=== Document text ===
⁂
Pollock and herring interactions


Pollock and Herring Interactions


Available evidence suggests the population of pollock in Prince William Sound (PWS) increased in the early and mid-1990s when the PWS herring population began to decline. Researchers have hypothesized pollock in PWS are limiting the recovery of herring due to their high abundance and the potential for mortality of herring from direct interactions. This project will conduct research and monitoring activities to assess the pollock population in PWS and investigate interactions between pollock and herring. Winter research surveys will quantify the PWS pollock spawning population and summer monitoring surveys will reestablish a 26-year index of abundance for pollock. We will provide information to assess herring mortality from interactions with pollock including the transmission of pathogens and predation.
⁂
=== Exercise requirements ===
1. Give the pollock and herring text again from "Available evidence suggests" to "pathogens and predation.", swapping "surveys" for "studies".
2. Shorten the paragraph of the pollock and herring text that begins "Available evidence suggests" into a bulleted list that keeps its main facts.
The lines that come next have no connection to the pollock and herring text.

=== Exercise data ===
⁂
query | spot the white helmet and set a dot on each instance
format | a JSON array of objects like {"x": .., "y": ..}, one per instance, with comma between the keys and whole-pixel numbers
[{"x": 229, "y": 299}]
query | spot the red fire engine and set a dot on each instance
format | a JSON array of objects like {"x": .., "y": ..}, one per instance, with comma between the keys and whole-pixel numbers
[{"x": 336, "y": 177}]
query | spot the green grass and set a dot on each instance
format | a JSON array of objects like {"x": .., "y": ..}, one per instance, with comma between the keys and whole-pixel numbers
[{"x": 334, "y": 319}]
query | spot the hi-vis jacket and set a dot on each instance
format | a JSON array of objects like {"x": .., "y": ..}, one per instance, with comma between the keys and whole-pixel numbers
⁂
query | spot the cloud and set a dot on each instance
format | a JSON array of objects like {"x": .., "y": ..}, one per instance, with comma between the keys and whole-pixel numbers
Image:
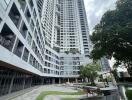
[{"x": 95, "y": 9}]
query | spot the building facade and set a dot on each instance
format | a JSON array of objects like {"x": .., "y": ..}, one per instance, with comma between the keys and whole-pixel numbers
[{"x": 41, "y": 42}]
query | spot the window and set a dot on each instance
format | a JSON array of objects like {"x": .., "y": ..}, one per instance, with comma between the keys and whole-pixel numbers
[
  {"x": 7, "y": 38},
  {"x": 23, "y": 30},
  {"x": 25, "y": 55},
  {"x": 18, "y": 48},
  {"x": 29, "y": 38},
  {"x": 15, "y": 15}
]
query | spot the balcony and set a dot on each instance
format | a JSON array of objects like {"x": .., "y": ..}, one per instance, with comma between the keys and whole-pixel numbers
⁂
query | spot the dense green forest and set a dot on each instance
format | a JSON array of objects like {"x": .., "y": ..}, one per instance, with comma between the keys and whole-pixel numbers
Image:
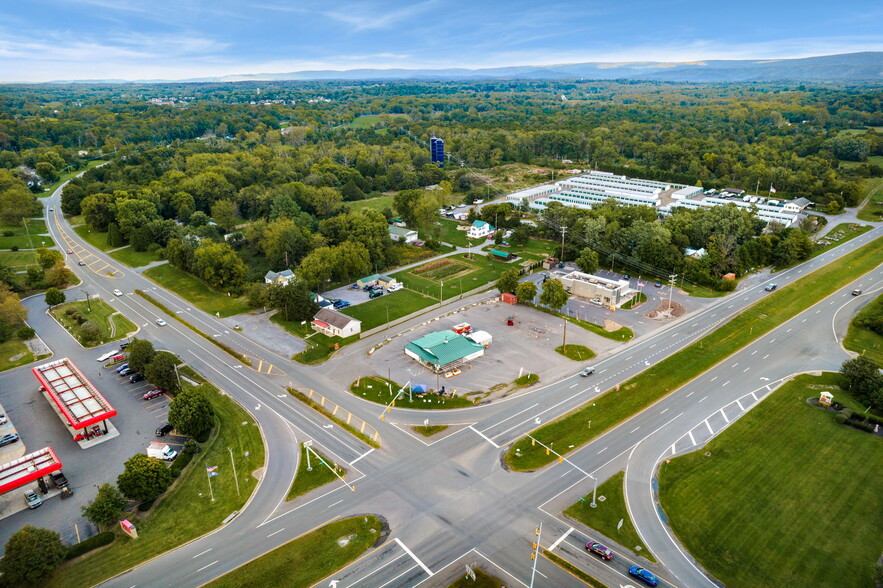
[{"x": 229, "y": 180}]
⁂
=== Results by task ===
1.
Available evidence suggests the population of pollock in Prince William Sound (PWS) increased in the early and mid-1990s when the PWS herring population began to decline. Researchers have hypothesized pollock in PWS are limiting the recovery of herring due to their high abundance and the potential for mortality of herring from direct interactions. This project will conduct research and monitoring activities to assess the pollock population in PWS and investigate interactions between pollock and herring. Winter research studies will quantify the PWS pollock spawning population and summer monitoring studies will reestablish a 26-year index of abundance for pollock. We will provide information to assess herring mortality from interactions with pollock including the transmission of pathogens and predation.

2.
- Pollock in Prince William Sound (PWS) appear to have increased in the early and mid-1990s, when the PWS herring population began to decline.
- Researchers have hypothesized that abundant pollock limit herring recovery through direct interactions that can kill herring.
- The project will research and monitor the PWS pollock population and study its interactions with herring.
- Winter research surveys will measure the pollock spawning population.
- Summer monitoring surveys will reestablish a 26-year index of pollock abundance.
- The project will provide information on herring mortality from pollock, including pathogen transmission and predation.